— Start of Given entries —
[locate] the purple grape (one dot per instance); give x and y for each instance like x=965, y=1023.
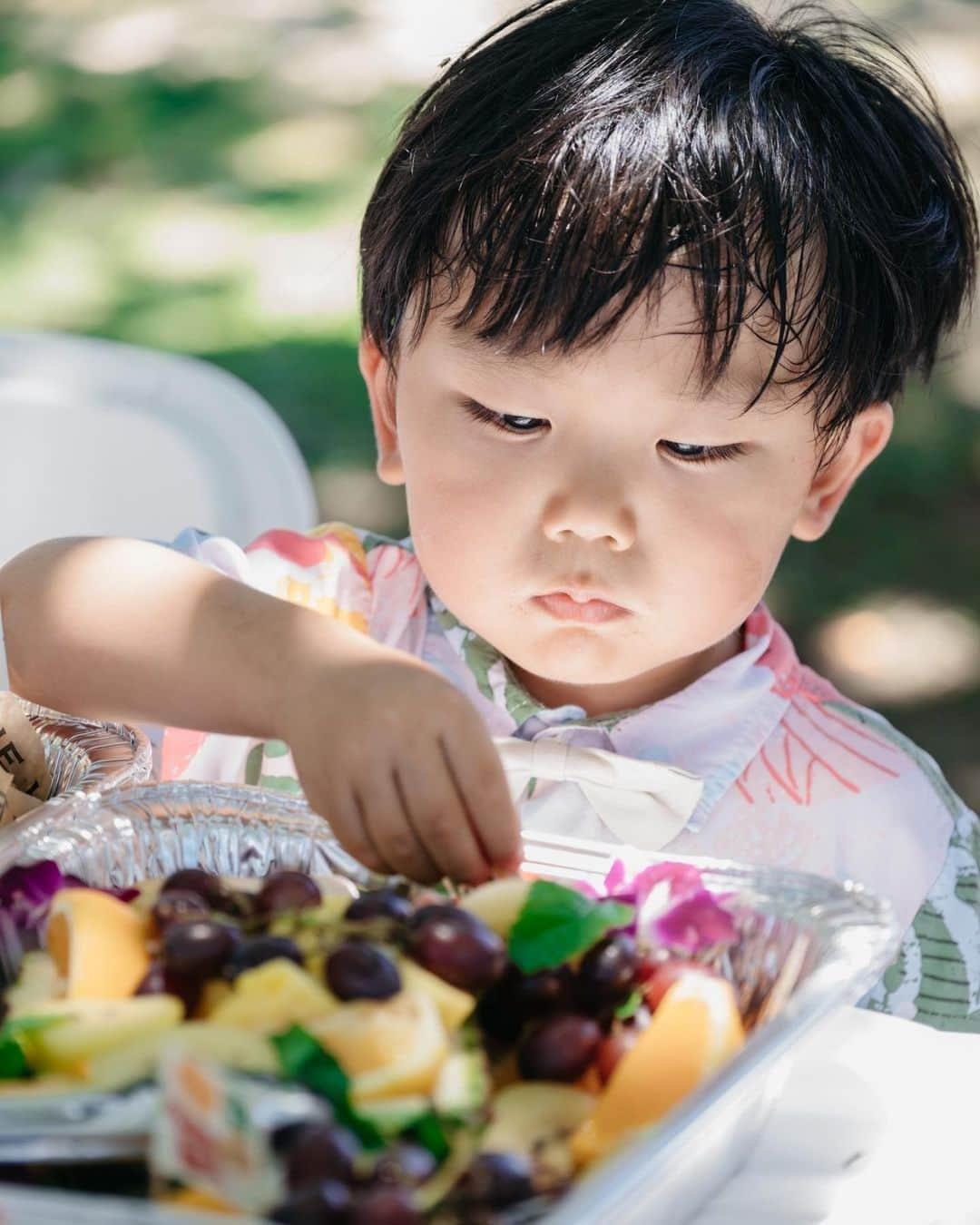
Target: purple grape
x=608, y=972
x=496, y=1014
x=560, y=1049
x=196, y=879
x=321, y=1151
x=358, y=970
x=406, y=1162
x=496, y=1180
x=457, y=947
x=199, y=949
x=318, y=1203
x=386, y=1206
x=286, y=891
x=178, y=906
x=158, y=980
x=535, y=995
x=380, y=904
x=260, y=949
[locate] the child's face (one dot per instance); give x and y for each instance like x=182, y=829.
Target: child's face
x=583, y=541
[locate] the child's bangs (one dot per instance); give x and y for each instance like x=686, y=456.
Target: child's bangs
x=564, y=167
x=556, y=256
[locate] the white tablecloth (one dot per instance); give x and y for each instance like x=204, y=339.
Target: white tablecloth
x=878, y=1124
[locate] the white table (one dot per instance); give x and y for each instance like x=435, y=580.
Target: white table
x=878, y=1124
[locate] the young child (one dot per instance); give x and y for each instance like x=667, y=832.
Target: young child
x=640, y=282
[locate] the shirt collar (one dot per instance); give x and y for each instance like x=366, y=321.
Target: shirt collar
x=712, y=728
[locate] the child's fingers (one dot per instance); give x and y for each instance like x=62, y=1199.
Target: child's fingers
x=440, y=818
x=479, y=777
x=388, y=825
x=347, y=823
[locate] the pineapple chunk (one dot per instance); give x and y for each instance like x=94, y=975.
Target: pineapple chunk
x=136, y=1060
x=497, y=903
x=38, y=982
x=388, y=1049
x=452, y=1004
x=91, y=1026
x=272, y=997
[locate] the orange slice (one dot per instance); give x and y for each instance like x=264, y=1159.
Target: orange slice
x=693, y=1032
x=97, y=944
x=387, y=1049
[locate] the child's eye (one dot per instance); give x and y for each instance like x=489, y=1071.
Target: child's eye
x=505, y=422
x=691, y=452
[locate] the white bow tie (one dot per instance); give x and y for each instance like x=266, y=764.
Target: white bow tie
x=644, y=804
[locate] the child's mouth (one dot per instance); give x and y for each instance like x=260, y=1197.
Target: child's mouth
x=578, y=606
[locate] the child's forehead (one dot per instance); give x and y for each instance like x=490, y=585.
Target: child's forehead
x=662, y=338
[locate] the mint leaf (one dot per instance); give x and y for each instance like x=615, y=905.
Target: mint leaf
x=304, y=1060
x=14, y=1064
x=430, y=1132
x=556, y=924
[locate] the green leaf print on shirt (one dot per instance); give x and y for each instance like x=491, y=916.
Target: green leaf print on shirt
x=944, y=989
x=254, y=765
x=479, y=658
x=269, y=751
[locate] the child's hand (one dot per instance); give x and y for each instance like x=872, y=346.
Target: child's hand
x=402, y=767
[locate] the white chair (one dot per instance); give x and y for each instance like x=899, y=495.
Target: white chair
x=104, y=438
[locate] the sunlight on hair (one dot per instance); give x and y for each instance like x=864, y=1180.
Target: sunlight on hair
x=902, y=648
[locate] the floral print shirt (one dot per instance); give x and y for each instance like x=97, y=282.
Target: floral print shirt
x=795, y=776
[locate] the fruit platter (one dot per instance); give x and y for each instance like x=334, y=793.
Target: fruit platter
x=466, y=1054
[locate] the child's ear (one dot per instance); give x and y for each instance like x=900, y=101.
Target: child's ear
x=867, y=438
x=381, y=384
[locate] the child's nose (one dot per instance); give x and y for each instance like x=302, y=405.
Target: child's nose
x=590, y=516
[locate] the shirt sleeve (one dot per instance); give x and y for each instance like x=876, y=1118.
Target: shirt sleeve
x=325, y=570
x=368, y=582
x=936, y=976
x=4, y=675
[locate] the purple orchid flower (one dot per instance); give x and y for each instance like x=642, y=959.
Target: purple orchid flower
x=672, y=906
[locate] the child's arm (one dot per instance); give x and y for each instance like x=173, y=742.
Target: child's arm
x=397, y=760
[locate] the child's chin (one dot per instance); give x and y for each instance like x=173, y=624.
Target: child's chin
x=587, y=662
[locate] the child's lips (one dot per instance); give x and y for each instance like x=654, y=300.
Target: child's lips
x=577, y=605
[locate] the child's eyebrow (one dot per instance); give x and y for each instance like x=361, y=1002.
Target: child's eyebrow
x=483, y=350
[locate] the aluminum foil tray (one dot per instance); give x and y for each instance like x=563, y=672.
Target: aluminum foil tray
x=84, y=755
x=808, y=946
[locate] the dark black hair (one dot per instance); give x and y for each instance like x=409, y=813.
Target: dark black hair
x=563, y=162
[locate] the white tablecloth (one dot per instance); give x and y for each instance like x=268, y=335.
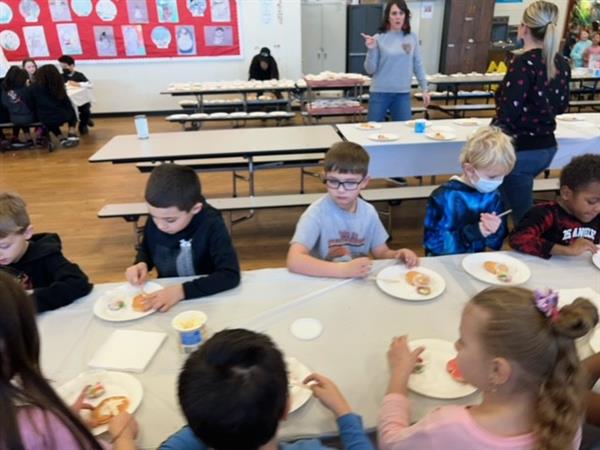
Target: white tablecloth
x=416, y=154
x=359, y=321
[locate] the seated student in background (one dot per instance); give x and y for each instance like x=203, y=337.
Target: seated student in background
x=16, y=98
x=36, y=260
x=75, y=78
x=569, y=226
x=518, y=349
x=184, y=237
x=462, y=214
x=336, y=234
x=243, y=371
x=30, y=67
x=33, y=416
x=52, y=105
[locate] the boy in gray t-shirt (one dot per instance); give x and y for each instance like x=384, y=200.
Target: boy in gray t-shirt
x=336, y=234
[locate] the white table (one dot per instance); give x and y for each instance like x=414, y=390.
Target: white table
x=415, y=154
x=359, y=321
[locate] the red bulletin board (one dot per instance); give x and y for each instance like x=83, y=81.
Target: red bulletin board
x=119, y=29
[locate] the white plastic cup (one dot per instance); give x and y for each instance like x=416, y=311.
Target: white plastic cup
x=191, y=328
x=141, y=126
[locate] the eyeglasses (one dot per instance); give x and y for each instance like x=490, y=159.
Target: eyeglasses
x=350, y=185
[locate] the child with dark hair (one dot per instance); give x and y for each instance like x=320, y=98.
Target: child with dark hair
x=184, y=237
x=243, y=371
x=336, y=234
x=16, y=98
x=52, y=105
x=33, y=415
x=36, y=260
x=77, y=79
x=570, y=225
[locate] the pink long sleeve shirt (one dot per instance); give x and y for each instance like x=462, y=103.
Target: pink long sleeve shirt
x=446, y=428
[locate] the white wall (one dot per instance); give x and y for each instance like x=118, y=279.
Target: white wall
x=135, y=86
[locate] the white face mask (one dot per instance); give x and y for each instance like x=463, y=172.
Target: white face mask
x=485, y=185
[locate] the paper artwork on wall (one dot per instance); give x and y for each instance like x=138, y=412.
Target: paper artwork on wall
x=35, y=39
x=29, y=10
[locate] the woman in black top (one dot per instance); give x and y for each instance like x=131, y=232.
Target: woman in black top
x=532, y=93
x=52, y=105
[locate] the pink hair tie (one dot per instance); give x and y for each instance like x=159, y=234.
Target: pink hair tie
x=546, y=301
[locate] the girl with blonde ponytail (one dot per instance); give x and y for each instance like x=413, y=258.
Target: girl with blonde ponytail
x=534, y=90
x=517, y=347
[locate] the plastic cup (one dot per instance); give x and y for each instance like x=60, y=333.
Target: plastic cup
x=141, y=126
x=190, y=326
x=420, y=125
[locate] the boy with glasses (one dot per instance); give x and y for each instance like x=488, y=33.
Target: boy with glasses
x=336, y=234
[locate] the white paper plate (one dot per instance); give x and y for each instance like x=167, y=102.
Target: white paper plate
x=596, y=259
x=440, y=135
x=384, y=137
x=367, y=126
x=125, y=292
x=298, y=392
x=402, y=289
x=470, y=122
x=115, y=383
x=435, y=381
x=411, y=123
x=518, y=270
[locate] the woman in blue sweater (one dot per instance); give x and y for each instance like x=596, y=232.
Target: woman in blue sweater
x=392, y=57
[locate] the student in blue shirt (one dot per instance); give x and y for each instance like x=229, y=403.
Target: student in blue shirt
x=234, y=392
x=462, y=214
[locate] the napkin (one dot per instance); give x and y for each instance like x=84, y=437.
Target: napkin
x=128, y=350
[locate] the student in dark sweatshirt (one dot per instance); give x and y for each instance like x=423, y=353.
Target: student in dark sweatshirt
x=36, y=260
x=184, y=236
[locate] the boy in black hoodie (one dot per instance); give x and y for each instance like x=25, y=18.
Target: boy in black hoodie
x=36, y=260
x=184, y=236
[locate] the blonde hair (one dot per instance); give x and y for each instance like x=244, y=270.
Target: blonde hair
x=540, y=17
x=489, y=147
x=13, y=214
x=544, y=349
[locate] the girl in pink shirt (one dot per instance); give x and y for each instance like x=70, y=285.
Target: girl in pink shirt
x=518, y=349
x=33, y=417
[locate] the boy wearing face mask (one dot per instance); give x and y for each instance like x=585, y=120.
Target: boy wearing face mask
x=462, y=214
x=77, y=79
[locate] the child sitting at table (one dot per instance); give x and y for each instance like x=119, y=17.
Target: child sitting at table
x=462, y=214
x=36, y=260
x=518, y=348
x=76, y=79
x=244, y=372
x=569, y=226
x=336, y=233
x=33, y=415
x=52, y=105
x=184, y=237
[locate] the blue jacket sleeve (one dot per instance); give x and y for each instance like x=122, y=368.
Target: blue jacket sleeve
x=184, y=439
x=352, y=433
x=495, y=241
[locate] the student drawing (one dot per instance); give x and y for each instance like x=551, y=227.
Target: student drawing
x=105, y=41
x=68, y=37
x=218, y=36
x=59, y=10
x=36, y=41
x=186, y=40
x=197, y=8
x=30, y=10
x=83, y=8
x=167, y=11
x=220, y=11
x=134, y=40
x=161, y=36
x=138, y=11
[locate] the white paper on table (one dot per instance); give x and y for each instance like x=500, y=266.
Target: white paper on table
x=128, y=350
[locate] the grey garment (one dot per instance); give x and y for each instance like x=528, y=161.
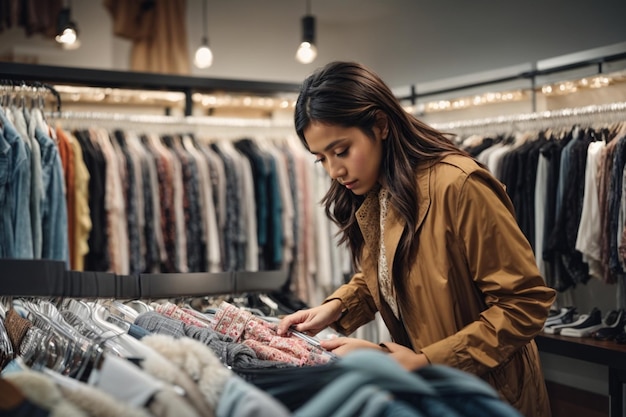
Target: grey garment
x=233, y=354
x=242, y=399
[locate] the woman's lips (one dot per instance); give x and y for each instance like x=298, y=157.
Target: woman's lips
x=349, y=185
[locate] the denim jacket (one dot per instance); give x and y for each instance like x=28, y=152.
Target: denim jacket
x=55, y=243
x=15, y=179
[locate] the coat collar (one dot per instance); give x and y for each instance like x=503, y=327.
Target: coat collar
x=368, y=216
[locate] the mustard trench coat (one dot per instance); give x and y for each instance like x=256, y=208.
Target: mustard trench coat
x=474, y=298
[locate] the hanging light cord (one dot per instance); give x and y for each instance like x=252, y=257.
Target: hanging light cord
x=205, y=30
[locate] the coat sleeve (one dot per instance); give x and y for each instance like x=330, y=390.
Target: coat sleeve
x=358, y=302
x=501, y=264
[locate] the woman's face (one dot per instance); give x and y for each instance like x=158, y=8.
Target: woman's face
x=347, y=154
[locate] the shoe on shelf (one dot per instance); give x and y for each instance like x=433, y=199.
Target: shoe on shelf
x=614, y=323
x=556, y=329
x=584, y=329
x=565, y=317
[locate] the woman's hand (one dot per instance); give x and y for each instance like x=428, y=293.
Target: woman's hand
x=343, y=345
x=408, y=359
x=313, y=320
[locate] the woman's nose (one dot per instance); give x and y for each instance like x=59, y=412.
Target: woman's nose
x=336, y=170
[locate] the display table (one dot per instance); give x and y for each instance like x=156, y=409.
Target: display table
x=607, y=353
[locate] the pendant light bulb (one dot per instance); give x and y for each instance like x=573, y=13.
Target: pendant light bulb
x=306, y=53
x=204, y=56
x=67, y=30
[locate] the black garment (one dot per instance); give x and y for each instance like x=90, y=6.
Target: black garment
x=552, y=152
x=130, y=198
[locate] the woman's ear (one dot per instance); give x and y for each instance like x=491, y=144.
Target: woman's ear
x=382, y=124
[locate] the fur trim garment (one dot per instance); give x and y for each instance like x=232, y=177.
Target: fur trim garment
x=160, y=367
x=195, y=359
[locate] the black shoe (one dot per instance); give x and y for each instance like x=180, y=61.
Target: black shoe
x=615, y=322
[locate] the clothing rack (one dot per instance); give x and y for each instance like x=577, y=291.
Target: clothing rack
x=140, y=80
x=595, y=58
x=48, y=278
x=22, y=87
x=565, y=115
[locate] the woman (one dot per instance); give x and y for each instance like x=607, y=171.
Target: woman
x=433, y=234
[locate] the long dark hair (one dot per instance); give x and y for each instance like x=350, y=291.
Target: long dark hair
x=349, y=94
— End of Given entries —
■ **Stated exercise**
Could you give the listing, from its start through the line containing "x=260, y=949", as a Markdown table with the columns Row and Line, skipping blank lines and leaving the pictures out?

■ **Reply to the task**
| Row | Line |
|---|---|
| 1 | [locate] the purple grape (one dot per instance); give x and y for each instance like x=965, y=1023. |
| 2 | Target: purple grape |
| 3 | x=608, y=972 |
| 4 | x=496, y=1014 |
| 5 | x=560, y=1049 |
| 6 | x=196, y=879 |
| 7 | x=321, y=1151 |
| 8 | x=358, y=970 |
| 9 | x=406, y=1162 |
| 10 | x=496, y=1180 |
| 11 | x=457, y=947 |
| 12 | x=199, y=949 |
| 13 | x=318, y=1203 |
| 14 | x=386, y=1206 |
| 15 | x=286, y=891 |
| 16 | x=178, y=906 |
| 17 | x=158, y=980 |
| 18 | x=535, y=995 |
| 19 | x=380, y=904 |
| 20 | x=260, y=949 |